### Página

Su propia vida sirve para explicar cómo una mujer sin formación específica en bibliotecología, pero muy preocupada por el tema de la educación y la lectura, partiendo de una organización no gubernamental que en su primer momento tenía mucho del viejo espíritu de caridad, de damas que se organizan a ayudar a los pobres, transitan muy rápido hacia la profesionalización, para saltar al diseño e implementación de políticas públicas de largo alcance. Es un ejemplo de modernización en todo sentido: el paso del típico “comité de damas”, al que Virginia Betancourt define como “esposas, hijas y hermanas de políticos de Acción Democrática” (p. 35), a profesionales y funcionarias públicas, con peso propio debido a su capacidad y ejecutorias, indistintamente de quiénes fueran sus parejas y parientes; el paso de salones de lecturas a un sistema nacional de bibliotecas e información; de funcionarios mal pagados y sedes que amenazaban ruina, a un equipo técnico, altamente capacitado; es lo que encerró esa institucionalización. Y todo eso, además, como expresión de lo mejor que tuvo la democracia fundada en 1958: democratización de la cultura y la educación, poniendo el libro al alcance de cada vez más personas; democratización de las oportunidades de género, con mujeres que asumen responsabilidades cada vez más grandes; democratización del Estado, que se hace más moderno y eficiente en un contexto de libertad. Por algo Virginia Betancourt define el trabajo de “formación de ciudadanía”.

######

- Objetivo -
Explica, según la página, por qué las profesionales y funcionarias públicas que sucedieron al “comité de damas” tenían peso propio.

### Entradas proporcionadas

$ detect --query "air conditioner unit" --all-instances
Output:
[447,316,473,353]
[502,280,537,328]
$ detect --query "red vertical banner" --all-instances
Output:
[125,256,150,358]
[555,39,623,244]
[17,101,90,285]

######
### Entradas proporcionadas

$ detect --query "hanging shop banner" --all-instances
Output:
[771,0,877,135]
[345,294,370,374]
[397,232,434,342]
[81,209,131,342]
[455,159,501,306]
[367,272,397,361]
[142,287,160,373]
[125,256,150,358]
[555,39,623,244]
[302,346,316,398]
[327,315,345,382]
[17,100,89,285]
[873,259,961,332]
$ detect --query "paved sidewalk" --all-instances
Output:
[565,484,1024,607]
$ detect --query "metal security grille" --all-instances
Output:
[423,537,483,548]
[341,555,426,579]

######

- Respuesta -
Tenían peso propio debido a su capacidad y a sus ejecutorias, sin importar quiénes fueran sus parejas y parientes.